[Start of section]

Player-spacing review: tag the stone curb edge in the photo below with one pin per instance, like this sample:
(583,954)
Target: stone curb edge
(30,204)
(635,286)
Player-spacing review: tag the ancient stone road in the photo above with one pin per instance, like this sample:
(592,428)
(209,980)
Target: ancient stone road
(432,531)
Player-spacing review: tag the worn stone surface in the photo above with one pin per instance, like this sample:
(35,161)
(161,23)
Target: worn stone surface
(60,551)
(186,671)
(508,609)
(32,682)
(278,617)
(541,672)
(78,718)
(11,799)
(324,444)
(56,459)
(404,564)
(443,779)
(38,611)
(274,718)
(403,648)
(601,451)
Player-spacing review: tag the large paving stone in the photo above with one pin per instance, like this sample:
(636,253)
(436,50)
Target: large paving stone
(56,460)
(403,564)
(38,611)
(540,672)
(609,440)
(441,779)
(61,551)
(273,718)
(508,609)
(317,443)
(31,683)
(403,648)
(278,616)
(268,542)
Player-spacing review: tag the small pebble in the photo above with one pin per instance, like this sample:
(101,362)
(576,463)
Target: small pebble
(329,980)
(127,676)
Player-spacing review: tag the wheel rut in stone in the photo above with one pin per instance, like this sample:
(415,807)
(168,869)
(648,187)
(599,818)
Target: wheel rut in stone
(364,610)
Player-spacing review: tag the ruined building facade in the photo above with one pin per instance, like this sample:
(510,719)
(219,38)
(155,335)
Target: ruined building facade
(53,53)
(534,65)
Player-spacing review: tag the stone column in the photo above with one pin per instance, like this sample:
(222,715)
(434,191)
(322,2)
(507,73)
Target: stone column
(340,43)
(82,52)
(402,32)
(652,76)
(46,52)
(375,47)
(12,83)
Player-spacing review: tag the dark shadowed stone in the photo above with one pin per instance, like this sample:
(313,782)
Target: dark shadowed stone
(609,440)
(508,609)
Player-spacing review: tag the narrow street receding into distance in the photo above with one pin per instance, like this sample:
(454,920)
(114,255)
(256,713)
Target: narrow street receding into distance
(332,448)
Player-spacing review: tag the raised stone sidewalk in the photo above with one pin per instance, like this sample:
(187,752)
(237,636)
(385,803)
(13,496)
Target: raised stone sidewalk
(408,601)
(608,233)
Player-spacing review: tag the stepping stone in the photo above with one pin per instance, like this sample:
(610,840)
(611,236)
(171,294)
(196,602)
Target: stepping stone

[End of section]

(ACTIVITY):
Output all of the entries without altering a single word.

(WORKED SOLUTION):
Player-spacing review: tag the stone curb edge in the photo below with one pin per instance, like this sample:
(583,954)
Target: stone curb edge
(30,204)
(635,286)
Player-spacing review: tag the ancient stone road in the photo above with one pin per instance, like this sample:
(592,428)
(209,980)
Target: ancient stone road
(432,531)
Player-spacing review: tag the worn stone surface in the photo above with one pin per instance, like this sample:
(35,161)
(161,23)
Target: worn stone surface
(60,551)
(186,671)
(508,609)
(32,682)
(278,617)
(541,672)
(78,718)
(11,799)
(324,444)
(56,459)
(404,564)
(443,779)
(38,611)
(274,718)
(403,648)
(601,451)
Player-spacing review: tag the large paving stone in the photo above with one pin per instance, like this sample:
(636,253)
(436,50)
Target: large paving stone
(56,460)
(403,564)
(38,611)
(540,672)
(609,440)
(441,779)
(61,551)
(273,718)
(508,609)
(317,443)
(31,683)
(403,648)
(278,616)
(268,542)
Player-spacing review: tag the small pebble in the photo above with one pin per instance, like this sample:
(101,362)
(576,463)
Target: small pebble
(329,980)
(127,676)
Player-spacing review: tag the wheel rut in stone in the photo above with one pin per instance, like this sample:
(415,807)
(168,869)
(648,187)
(599,818)
Target: wheel rut in stone
(364,610)
Player-spacing review: tag the ruined building facade in the photo above with one pin per instance, like this sample:
(510,719)
(219,38)
(155,335)
Target: ruined building facade
(53,53)
(534,65)
Player-spacing review: tag the stone column in the photo above with one pin per instance, like this sample:
(222,715)
(434,191)
(322,2)
(507,73)
Target: stone column
(340,43)
(82,52)
(402,32)
(652,76)
(46,52)
(375,47)
(12,83)
Player-spacing review: tag the dark shadowed stone in the photo above with one pin per instance, like this sample:
(313,782)
Target: dark shadowed stone
(609,440)
(508,609)
Player-spacing review: tag the narrow street receding into distance in the photo above with one pin per instance, like this sample:
(454,920)
(114,255)
(256,713)
Target: narrow street receding into distance
(332,448)
Player-spacing review: tag the raised stone sidewalk in the photo above with one pin per instance, like this sample:
(187,752)
(237,636)
(385,803)
(13,496)
Target: raised stone sidewalk
(408,601)
(608,233)
Player-spacing review: tag the stepping stone in the photo above with one pin per instance, like this sample:
(610,840)
(611,236)
(171,294)
(196,602)
Target: stepping stone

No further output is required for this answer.